**Problem:**
Pull out of the data below the stretch of lines bounded by the one containing "target | eyebrow" and the one containing "target | nose bridge", both bounds included, unchanged.

**Records from a data collection:**
◇ ◇ ◇ ◇ ◇ ◇ ◇
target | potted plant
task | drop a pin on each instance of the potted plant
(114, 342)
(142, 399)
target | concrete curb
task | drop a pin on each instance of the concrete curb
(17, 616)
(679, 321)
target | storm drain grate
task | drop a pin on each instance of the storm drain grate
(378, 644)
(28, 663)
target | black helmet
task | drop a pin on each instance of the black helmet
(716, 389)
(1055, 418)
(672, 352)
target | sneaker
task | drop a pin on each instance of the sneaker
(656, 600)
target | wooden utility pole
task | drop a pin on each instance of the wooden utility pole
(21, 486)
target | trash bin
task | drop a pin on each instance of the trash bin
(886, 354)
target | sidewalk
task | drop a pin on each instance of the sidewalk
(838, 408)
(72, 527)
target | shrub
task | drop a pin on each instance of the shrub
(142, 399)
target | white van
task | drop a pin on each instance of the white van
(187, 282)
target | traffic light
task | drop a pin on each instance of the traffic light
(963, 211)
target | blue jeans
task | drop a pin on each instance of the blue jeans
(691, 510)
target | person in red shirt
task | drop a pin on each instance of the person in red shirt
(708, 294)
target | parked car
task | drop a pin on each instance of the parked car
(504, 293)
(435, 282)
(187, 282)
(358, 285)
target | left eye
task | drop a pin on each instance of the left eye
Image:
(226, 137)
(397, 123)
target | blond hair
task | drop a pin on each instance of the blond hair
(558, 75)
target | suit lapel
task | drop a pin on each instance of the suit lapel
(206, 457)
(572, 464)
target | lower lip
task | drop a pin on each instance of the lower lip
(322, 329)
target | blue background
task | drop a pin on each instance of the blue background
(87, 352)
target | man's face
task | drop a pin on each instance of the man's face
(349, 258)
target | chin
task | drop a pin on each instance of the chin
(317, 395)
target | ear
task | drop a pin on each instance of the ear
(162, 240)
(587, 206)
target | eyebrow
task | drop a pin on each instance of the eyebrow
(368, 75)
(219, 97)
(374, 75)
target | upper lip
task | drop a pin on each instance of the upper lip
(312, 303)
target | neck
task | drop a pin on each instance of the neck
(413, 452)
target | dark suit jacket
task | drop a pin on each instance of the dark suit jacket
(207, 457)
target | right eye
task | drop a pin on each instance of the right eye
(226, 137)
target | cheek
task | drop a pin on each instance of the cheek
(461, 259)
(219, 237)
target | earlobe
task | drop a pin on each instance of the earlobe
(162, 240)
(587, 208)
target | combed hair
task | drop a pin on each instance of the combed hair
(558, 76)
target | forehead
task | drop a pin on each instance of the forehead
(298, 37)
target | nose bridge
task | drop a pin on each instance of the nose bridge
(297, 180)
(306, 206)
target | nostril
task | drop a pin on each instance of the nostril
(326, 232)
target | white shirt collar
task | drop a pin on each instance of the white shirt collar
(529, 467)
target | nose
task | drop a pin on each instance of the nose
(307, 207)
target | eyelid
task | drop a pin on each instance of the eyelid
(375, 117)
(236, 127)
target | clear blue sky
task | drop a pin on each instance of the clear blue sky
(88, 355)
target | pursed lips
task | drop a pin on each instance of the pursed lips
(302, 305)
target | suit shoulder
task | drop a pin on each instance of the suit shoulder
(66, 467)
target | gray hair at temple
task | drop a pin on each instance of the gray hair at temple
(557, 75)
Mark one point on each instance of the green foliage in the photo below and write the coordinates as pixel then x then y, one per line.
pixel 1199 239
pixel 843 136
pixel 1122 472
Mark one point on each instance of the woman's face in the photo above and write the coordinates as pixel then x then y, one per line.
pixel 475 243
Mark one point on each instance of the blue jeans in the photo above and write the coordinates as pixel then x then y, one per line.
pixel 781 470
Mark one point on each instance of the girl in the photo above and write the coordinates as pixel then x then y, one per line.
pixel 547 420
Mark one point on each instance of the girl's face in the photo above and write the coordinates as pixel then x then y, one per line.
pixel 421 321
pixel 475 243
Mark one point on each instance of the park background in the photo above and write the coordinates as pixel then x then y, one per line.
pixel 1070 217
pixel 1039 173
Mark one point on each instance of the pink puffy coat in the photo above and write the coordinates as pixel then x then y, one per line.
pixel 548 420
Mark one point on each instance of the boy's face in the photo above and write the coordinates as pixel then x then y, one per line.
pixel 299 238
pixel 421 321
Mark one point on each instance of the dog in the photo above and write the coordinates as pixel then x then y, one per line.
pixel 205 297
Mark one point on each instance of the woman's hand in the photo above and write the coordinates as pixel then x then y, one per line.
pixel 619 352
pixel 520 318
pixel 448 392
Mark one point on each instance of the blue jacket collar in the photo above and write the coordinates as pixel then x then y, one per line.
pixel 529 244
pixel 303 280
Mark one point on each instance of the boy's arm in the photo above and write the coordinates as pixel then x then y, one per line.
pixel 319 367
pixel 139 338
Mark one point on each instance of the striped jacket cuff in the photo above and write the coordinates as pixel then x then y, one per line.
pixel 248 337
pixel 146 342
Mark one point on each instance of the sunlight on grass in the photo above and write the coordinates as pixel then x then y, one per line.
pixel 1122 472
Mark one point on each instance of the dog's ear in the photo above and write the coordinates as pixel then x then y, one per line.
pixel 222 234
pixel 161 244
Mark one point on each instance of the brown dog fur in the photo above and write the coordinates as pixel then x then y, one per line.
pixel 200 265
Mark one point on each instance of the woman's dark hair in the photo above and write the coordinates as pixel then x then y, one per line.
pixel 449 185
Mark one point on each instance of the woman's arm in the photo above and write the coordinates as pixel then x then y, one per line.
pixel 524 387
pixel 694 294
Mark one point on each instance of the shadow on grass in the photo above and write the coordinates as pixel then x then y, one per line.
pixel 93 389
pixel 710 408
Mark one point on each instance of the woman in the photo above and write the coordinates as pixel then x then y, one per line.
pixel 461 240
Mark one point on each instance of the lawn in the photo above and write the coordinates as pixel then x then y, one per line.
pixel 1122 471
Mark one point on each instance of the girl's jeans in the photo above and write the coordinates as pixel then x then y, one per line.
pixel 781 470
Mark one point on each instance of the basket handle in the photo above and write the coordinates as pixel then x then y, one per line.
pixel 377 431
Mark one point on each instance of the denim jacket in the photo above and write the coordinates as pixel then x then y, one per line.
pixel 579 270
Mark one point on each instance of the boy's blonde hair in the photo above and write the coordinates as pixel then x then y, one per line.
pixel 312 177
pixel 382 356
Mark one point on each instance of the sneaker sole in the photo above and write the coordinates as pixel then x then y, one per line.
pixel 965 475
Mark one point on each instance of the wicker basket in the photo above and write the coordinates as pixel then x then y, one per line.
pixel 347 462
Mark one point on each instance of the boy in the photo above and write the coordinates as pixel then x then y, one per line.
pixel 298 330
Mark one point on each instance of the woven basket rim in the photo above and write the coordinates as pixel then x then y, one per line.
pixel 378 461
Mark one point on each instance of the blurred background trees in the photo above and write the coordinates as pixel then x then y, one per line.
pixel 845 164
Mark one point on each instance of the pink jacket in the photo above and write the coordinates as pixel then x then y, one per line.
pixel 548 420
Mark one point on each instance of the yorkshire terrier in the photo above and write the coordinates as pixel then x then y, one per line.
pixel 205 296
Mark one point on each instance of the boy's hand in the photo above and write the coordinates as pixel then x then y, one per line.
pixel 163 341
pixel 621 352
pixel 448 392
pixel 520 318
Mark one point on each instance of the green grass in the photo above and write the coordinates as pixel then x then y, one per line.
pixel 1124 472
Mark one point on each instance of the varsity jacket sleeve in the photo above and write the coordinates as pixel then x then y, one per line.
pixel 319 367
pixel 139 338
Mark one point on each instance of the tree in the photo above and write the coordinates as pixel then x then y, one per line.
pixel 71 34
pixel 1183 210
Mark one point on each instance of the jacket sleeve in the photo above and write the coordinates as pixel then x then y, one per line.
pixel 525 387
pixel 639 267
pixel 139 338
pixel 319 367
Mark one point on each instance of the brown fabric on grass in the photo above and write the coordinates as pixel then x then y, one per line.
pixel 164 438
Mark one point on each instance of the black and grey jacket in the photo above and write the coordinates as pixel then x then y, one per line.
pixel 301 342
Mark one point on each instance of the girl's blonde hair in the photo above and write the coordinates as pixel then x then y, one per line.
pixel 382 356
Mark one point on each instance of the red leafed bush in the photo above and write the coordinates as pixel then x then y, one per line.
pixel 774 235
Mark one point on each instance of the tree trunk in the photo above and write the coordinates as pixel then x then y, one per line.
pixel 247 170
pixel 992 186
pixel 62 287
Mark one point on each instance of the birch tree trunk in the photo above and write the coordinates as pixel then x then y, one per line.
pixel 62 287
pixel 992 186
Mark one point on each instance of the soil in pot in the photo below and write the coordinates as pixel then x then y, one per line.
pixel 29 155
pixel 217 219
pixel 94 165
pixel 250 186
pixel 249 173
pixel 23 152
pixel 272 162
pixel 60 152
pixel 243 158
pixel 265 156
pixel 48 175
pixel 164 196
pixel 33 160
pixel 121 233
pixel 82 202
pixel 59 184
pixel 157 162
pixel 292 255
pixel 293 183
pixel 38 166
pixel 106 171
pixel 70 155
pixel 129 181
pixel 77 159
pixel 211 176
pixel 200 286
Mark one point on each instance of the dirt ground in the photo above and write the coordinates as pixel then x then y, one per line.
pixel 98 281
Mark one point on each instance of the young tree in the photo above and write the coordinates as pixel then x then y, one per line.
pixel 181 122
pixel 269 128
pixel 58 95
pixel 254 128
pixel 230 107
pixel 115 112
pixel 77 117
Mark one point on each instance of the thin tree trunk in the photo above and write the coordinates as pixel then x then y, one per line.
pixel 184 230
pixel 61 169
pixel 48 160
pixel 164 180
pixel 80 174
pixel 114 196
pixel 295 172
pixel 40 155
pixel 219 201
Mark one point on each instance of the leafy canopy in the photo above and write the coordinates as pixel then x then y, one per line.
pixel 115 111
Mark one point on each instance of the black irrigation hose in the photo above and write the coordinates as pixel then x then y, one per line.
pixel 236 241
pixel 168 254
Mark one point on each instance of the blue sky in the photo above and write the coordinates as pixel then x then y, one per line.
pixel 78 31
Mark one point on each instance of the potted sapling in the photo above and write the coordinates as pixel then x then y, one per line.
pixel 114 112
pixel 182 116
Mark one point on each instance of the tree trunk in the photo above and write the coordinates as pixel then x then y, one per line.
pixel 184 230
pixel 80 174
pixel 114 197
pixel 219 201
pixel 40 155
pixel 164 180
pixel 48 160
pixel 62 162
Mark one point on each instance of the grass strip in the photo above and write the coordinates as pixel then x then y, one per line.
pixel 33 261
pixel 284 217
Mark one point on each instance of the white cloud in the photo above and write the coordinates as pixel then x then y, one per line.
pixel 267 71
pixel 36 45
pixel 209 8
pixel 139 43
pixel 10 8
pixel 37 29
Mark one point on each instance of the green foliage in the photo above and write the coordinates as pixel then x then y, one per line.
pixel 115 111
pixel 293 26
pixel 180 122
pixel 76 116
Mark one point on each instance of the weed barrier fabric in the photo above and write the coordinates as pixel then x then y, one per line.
◇ ◇ ◇ ◇ ◇ ◇ ◇
**Solution to the exercise:**
target | eyebrow
task | drop a pin on each instance of the eyebrow
(368, 75)
(219, 97)
(374, 75)
target | upper lip
task | drop a pin on each instance of the upper lip
(312, 303)
target | neck
task | drop a pin on each instance of the neck
(413, 452)
target | dark suit jacket
task | drop a pin on each instance of the dark suit jacket
(207, 457)
target | right eye
task | drop a pin on each instance of the right eye
(226, 137)
target | cheek
task | drop a pin on each instance of the cheek
(461, 259)
(219, 237)
target | earlobe
task | drop a pin on each instance of the earlobe
(162, 240)
(587, 208)
target | combed hair
task | drop a pin on each instance of the combed hair
(558, 76)
target | forehead
task | drop a pin on each instance of the forehead
(298, 37)
target | nose bridge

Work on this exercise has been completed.